--- Start ---

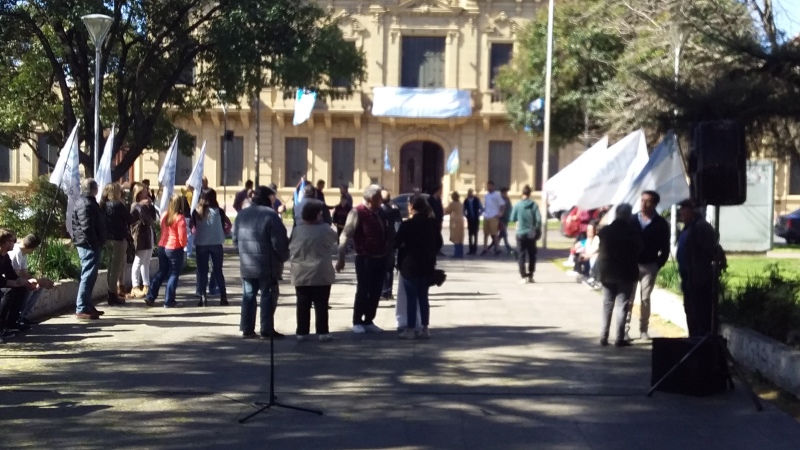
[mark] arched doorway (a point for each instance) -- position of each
(421, 166)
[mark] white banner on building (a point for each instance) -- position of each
(66, 173)
(421, 102)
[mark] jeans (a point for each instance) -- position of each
(318, 296)
(615, 299)
(473, 226)
(647, 281)
(90, 262)
(141, 267)
(417, 294)
(526, 249)
(202, 254)
(118, 258)
(268, 304)
(370, 274)
(10, 306)
(170, 264)
(30, 302)
(697, 303)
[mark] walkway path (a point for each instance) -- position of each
(509, 366)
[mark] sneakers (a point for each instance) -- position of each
(407, 334)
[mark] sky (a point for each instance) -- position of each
(787, 16)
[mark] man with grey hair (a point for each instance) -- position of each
(620, 245)
(88, 235)
(368, 227)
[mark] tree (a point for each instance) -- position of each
(241, 46)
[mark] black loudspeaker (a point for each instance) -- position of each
(704, 373)
(718, 163)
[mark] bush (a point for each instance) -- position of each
(60, 261)
(42, 203)
(767, 303)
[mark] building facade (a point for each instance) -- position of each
(418, 44)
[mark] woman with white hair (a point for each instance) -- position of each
(617, 262)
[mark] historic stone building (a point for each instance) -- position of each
(428, 46)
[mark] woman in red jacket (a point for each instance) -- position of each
(170, 253)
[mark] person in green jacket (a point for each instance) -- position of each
(529, 229)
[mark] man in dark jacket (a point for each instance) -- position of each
(261, 238)
(473, 210)
(697, 248)
(89, 236)
(394, 218)
(368, 227)
(654, 231)
(620, 246)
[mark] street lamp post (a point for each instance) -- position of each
(546, 138)
(221, 94)
(98, 26)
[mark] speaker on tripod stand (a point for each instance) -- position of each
(717, 168)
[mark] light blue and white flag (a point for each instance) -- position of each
(299, 192)
(196, 178)
(452, 162)
(387, 165)
(663, 173)
(304, 105)
(66, 173)
(166, 177)
(103, 172)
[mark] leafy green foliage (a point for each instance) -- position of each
(47, 64)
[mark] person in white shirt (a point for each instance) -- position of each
(19, 261)
(493, 207)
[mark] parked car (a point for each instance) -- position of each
(401, 201)
(788, 227)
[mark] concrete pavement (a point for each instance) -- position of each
(509, 366)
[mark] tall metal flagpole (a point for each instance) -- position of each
(546, 143)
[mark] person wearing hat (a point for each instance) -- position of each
(697, 245)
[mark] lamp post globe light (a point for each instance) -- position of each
(98, 26)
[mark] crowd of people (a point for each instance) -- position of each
(629, 251)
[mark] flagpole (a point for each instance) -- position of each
(547, 92)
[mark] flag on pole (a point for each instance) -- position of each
(299, 192)
(103, 173)
(196, 178)
(166, 176)
(452, 162)
(387, 166)
(303, 105)
(66, 175)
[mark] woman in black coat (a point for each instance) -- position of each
(418, 241)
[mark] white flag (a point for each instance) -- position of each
(303, 106)
(620, 162)
(663, 173)
(166, 177)
(196, 178)
(103, 173)
(66, 175)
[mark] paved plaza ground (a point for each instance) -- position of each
(509, 366)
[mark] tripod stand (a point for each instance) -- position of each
(272, 398)
(713, 335)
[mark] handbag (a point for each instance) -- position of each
(438, 278)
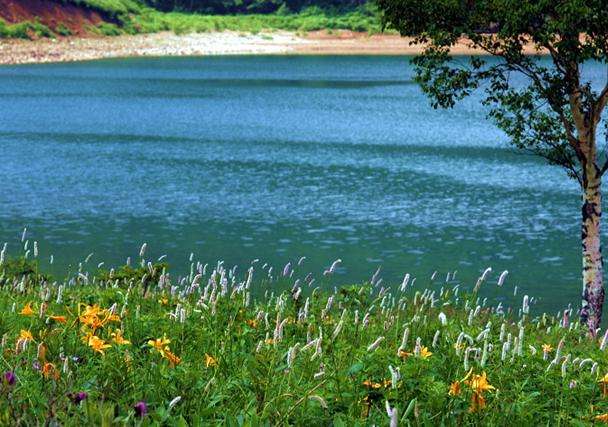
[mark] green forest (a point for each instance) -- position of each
(196, 16)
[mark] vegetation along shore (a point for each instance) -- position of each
(136, 344)
(47, 31)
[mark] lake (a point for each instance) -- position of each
(277, 157)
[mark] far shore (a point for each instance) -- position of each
(202, 44)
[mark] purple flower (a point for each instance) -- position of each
(78, 397)
(141, 409)
(10, 378)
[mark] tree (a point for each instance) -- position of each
(551, 110)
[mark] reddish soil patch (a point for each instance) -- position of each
(49, 13)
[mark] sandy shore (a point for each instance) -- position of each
(221, 43)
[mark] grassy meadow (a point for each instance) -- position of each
(135, 345)
(129, 17)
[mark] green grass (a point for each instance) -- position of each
(150, 21)
(236, 368)
(131, 18)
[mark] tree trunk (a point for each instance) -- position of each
(593, 289)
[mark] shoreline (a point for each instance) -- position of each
(70, 49)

--- End ---

Problem: Emit the lines from the line containing "[mark] white flag" to the final line of the material, inclusive, exactly as written; pictures are excluded.

Task output:
[mark] white flag (a point for each instance) -- position of each
(303, 106)
(620, 162)
(663, 173)
(166, 177)
(196, 178)
(103, 173)
(66, 175)
[mark] paved plaza ground (a point for each instance) -- position of each
(509, 366)
[mark] tripod stand (a point for each instance) -- position of each
(272, 398)
(713, 335)
[mark] handbag (a point for each instance) -- position of each
(438, 278)
[mark] green forest (a point for each instance) -- position of each
(196, 16)
[mark] vegetation along shore (a point for each instance) -- position of each
(136, 344)
(47, 31)
[mark] lake (a point for each instance) -- position of each
(277, 157)
[mark] far shore (a point for each instance) -- position of each
(202, 44)
[mark] purple flower (a point for each instance) -- position of each
(78, 397)
(141, 409)
(10, 378)
[mark] tree (a point for each instance) -- position of each
(551, 110)
[mark] reddish soil patch (a point for each instance) -- position of each
(49, 13)
[mark] sandy shore (a point for each instance) -- position of each
(221, 43)
[mark] grassy meadow (a point for each instance) -- position of each
(135, 345)
(129, 17)
[mark] green grass (a point for each instance) -- position of each
(150, 21)
(236, 368)
(131, 18)
[mark] tree trunk (a point for each instance) -- position of each
(593, 289)
[mark] shoreline (a point for each instance) -- position of each
(70, 49)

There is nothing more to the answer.